Written tasks ▸
[1] In the article on the rap anthology, how many pages does "The Anthology of Rap" contain?
[2] Reproduce, word for word, the passage of the rap anthology article starting with "Still, for a" and going on through "starting to appreciate.".

Document ▸
━━━━━━━━━━━━━━━━━━━━

If you look at lists of the greatest hip-hop songs of all time, there’s a good chance you’ll spot Common’s “I Used to Love H.E.R.” which might not have gotten the attention it deserved back in 1994 because of the spectacle of Nas’ “Illmatic” and Biggie’s “Ready to Die.” Its place in hip-hop history seems secure, though, and what’s so brilliant about it is how it handles a narrative thread – Common contemplates a relationship he had with a girl who hung out with him at parties and brought him closer to his culture, only to lose her to show business, which requires her to give up her innocence for an image built on drugs and violence. He makes it clear at the end that the girl he’s talking about is hip hop, and given how much he’s done since that song, it’s funny that his relationship with her all those years ago was actually just starting.
On top of putting together a love letter for rap, Common helps us appreciate its history: He discovered hip hop during its formative years, around the time Grandmaster Flash and the Furious Five made a splash on mainstream radio with “The Message.” It grew stronger when N.W.A. gave West Coast hip hop a voice with “Straight Outta Compton,” and Public Enemy cut even deeper with “Fight the Power.” Common thought it was all downhill from there, but even with the murders of 2Pac and Biggie on the horizon, the spirit of rap had plenty of life left in it.
Besides, for as groundbreaking as “I Used to Love H.E.R.” was, you can’t fit a genre’s entire legacy into a 5-minute song. Adam Bradley and Andrew DuBois probably know that better than anyone – they went through three decades of lyrics to come up with “The Anthology of Rap,” a 920-page volume from Yale University Press that hits stores today. From 12-inch anthems like the Sugarhill Gang’s “Rapper’s Delight” to the off-guard maturity of Eminem’s “Stan” to bootleg phenomena like Immortal Technique’s “Dance with the Devil,” just about the only thing that isn’t here is Tag Team’s “Whoomp! (There It Is)”
Still, for a publisher whose other titles include “The Great Age of the English Essay,” you’ve got to wonder what potential Yale saw for this. DuBois, who teaches at the University of Toronto, said that rap’s survived its adolescence and achieved a deeper meaning, one academics are just starting to appreciate.

━━━━━━━━━━━━━━━━━━━━

Rows ▸
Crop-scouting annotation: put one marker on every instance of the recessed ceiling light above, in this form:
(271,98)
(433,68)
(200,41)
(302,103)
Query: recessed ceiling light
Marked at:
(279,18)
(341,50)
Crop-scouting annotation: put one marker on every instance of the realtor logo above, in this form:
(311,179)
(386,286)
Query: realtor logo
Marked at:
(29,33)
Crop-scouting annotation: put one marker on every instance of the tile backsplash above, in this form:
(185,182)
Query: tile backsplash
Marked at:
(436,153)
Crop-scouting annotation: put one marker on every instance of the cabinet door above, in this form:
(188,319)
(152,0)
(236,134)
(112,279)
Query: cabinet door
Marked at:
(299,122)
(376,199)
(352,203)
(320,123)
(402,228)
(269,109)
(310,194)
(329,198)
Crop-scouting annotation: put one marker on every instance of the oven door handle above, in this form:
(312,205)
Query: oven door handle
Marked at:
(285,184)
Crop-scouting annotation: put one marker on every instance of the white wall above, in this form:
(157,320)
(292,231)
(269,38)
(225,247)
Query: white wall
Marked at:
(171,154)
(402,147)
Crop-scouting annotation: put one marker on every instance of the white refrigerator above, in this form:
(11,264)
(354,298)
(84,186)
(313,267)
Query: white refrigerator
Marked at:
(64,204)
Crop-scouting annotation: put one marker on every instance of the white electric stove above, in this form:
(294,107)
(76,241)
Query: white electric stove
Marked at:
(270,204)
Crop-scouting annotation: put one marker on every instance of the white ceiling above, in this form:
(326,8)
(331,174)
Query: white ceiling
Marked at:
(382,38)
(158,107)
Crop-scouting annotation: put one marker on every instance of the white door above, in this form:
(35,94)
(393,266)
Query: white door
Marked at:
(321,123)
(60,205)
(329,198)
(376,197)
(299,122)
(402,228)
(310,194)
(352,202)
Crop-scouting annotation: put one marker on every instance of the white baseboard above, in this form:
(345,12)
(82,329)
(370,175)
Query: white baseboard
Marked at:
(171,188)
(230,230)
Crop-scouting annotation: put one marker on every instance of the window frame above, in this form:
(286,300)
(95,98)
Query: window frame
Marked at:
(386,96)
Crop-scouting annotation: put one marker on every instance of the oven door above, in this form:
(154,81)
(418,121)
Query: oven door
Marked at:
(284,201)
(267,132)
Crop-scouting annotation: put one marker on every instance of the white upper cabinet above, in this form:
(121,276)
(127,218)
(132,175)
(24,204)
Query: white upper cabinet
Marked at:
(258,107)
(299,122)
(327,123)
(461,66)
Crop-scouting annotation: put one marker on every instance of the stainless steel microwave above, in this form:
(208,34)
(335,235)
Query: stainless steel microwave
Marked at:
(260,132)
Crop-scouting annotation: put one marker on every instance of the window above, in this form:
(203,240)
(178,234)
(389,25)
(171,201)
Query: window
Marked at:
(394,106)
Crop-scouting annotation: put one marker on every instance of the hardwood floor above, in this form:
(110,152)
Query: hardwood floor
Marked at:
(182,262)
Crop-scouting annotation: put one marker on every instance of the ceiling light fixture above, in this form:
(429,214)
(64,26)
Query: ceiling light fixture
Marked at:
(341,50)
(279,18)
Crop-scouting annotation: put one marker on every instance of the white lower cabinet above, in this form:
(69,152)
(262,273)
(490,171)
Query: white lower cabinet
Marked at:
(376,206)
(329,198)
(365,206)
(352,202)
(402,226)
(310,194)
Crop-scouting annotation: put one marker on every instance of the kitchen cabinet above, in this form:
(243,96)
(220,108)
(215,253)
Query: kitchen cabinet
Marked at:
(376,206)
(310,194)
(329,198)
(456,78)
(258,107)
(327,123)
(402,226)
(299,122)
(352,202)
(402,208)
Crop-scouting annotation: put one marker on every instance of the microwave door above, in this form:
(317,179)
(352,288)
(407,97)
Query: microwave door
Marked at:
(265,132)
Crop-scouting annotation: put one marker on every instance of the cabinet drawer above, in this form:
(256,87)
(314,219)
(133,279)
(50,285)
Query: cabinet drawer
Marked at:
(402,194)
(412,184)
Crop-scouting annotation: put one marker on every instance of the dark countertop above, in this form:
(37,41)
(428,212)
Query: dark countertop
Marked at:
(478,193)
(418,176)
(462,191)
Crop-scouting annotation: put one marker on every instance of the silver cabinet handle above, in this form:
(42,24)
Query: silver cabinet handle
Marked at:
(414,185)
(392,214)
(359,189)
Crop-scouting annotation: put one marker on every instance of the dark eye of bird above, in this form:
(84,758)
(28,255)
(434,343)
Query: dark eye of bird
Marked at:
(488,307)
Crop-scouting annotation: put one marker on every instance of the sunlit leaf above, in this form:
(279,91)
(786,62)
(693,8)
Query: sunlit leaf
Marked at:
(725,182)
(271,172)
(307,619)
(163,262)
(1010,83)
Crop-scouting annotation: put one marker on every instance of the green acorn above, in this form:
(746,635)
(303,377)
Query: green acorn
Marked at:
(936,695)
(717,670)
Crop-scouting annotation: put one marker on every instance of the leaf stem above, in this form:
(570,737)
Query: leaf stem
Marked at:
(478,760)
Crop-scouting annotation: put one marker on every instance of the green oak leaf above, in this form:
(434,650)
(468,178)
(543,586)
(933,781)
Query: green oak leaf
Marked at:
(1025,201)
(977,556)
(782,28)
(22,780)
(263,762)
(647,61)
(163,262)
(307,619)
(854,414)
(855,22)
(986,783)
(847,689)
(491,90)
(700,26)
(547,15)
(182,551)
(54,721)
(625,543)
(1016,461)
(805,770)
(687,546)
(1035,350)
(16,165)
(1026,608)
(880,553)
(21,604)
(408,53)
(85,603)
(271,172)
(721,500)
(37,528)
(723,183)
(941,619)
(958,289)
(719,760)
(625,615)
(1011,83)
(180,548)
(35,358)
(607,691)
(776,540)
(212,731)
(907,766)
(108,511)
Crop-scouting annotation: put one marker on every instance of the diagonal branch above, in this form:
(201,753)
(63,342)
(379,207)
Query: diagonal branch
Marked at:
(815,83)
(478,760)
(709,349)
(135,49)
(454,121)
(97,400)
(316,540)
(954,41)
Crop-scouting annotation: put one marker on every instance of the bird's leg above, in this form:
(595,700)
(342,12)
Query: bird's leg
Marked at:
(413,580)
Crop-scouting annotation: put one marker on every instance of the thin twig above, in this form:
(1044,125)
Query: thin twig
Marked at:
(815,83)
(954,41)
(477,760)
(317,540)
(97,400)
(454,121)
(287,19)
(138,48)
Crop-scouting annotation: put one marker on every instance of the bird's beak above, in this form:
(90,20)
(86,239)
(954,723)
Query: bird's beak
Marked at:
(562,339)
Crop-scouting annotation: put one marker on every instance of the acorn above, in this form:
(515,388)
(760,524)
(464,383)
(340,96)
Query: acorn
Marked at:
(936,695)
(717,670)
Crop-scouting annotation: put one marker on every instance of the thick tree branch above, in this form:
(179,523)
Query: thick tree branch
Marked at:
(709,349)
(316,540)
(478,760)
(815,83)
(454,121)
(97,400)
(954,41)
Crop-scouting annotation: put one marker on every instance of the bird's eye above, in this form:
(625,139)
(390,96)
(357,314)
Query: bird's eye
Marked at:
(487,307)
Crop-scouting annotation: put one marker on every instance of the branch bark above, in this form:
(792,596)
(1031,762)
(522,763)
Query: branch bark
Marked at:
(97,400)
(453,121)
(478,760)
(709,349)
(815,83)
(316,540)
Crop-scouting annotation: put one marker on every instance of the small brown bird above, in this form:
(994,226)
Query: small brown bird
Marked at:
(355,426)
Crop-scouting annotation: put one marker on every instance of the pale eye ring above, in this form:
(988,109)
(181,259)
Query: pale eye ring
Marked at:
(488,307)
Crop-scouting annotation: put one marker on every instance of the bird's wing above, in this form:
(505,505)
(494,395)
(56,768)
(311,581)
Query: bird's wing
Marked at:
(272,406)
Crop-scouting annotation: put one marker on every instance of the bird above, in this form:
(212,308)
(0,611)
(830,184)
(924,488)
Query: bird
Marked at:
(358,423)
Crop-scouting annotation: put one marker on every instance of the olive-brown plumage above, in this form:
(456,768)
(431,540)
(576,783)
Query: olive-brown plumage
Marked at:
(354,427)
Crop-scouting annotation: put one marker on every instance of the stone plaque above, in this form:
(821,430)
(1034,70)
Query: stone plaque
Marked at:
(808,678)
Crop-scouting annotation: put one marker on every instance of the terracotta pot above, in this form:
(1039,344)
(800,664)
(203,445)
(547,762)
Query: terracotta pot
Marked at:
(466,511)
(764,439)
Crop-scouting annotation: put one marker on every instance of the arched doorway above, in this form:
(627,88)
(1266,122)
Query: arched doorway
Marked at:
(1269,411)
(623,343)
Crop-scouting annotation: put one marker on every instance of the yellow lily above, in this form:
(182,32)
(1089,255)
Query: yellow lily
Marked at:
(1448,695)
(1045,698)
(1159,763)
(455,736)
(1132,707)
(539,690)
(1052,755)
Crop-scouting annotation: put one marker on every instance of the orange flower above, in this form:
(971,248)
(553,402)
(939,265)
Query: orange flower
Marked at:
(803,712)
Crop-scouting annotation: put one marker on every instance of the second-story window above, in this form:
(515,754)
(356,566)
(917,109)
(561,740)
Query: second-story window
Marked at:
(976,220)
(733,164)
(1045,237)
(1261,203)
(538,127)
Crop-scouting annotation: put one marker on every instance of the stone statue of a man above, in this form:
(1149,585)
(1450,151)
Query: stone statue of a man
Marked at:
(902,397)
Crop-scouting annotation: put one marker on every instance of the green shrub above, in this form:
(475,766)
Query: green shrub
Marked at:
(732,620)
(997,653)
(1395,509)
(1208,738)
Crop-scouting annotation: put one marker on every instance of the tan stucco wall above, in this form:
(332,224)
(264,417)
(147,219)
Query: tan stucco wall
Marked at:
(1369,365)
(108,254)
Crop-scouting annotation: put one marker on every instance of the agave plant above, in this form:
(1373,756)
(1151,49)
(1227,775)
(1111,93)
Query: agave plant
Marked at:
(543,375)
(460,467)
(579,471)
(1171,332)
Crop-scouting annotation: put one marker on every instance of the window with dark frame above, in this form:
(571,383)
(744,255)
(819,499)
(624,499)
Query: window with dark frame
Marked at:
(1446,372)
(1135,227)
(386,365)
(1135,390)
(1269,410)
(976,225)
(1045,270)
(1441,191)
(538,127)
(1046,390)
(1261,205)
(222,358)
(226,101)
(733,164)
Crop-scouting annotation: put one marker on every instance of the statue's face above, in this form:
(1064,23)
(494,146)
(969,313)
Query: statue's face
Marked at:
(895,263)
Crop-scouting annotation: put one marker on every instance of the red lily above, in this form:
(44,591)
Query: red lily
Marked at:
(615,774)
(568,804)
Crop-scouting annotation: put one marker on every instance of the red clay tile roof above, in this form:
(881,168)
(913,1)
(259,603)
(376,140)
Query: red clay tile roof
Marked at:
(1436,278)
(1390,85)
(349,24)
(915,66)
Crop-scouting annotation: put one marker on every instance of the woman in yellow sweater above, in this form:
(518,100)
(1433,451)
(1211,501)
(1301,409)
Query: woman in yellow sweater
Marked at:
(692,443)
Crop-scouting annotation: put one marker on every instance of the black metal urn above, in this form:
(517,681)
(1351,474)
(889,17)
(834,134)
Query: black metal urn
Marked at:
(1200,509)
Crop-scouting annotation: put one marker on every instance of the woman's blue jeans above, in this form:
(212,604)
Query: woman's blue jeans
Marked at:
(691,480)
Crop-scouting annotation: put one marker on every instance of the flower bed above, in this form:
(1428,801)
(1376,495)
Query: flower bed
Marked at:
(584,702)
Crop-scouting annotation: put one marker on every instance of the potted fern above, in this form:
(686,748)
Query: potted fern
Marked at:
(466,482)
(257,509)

━━━━━━━━━━━━━━━━━━━━

Responses by task ▸
[1] 920 pages

[2]
Still, for a publisher whose other titles include “The Great Age of the English Essay,” you’ve got to wonder what potential Yale saw for this. DuBois, who teaches at the University of Toronto, said that rap’s survived its adolescence and achieved a deeper meaning, one academics are just starting to appreciate.